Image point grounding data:
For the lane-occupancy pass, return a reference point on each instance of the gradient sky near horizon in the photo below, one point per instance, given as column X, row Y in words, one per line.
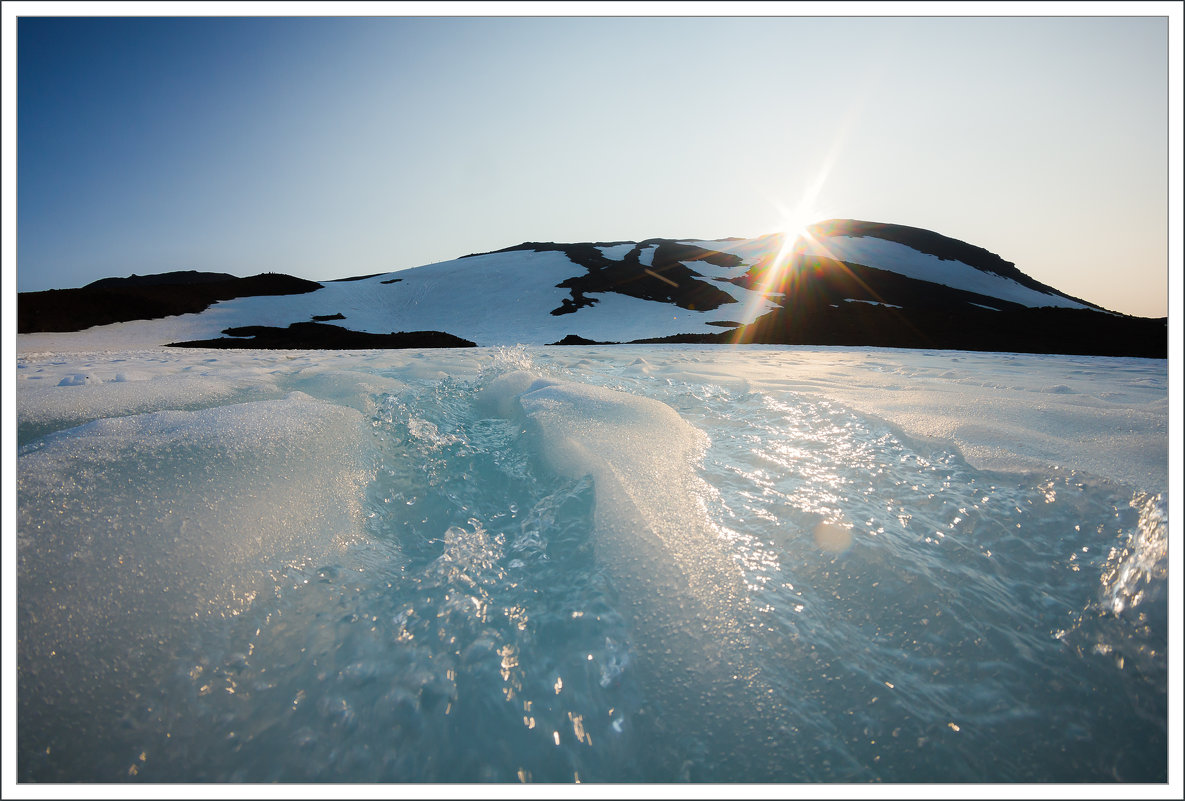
column 330, row 147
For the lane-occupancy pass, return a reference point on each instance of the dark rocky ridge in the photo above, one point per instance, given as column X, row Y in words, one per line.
column 143, row 298
column 935, row 244
column 1017, row 329
column 666, row 280
column 321, row 337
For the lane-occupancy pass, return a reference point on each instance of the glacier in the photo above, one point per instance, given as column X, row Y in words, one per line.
column 628, row 563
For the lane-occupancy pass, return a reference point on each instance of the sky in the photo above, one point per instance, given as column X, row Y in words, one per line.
column 337, row 146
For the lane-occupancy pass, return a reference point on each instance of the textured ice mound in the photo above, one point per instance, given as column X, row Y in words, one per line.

THE PROBLEM: All of the records need to be reproduced exactly, with each picture omitted.

RESPONSE TO THIS TASK:
For the lane-occupancy pass, return a reference point on each instance of the gradient sky near horizon in the photo below, one point per instance, given as column X, row Y in words, one per line.
column 330, row 147
For the lane-occupancy pass, return a reference point on each instance of the dark rocky ridge in the photo above, one point per instance, given as column X, row Y in words, one per line.
column 143, row 298
column 935, row 244
column 1017, row 329
column 666, row 280
column 321, row 337
For the lane-occupancy pass, return a reference point on each instance of the glacier in the photo above, one point per instance, given as column X, row Y in words, one per line.
column 628, row 563
For the lane-occupancy pass, return a reference point on each instance of the sky in the photo above, one point per instance, given as column X, row Y in words, one per line.
column 337, row 146
For the lane-occupancy pass, return a reference point on each instance of the textured ice mound in the photo above, one point per instance, given as column X, row Y in words, one per line.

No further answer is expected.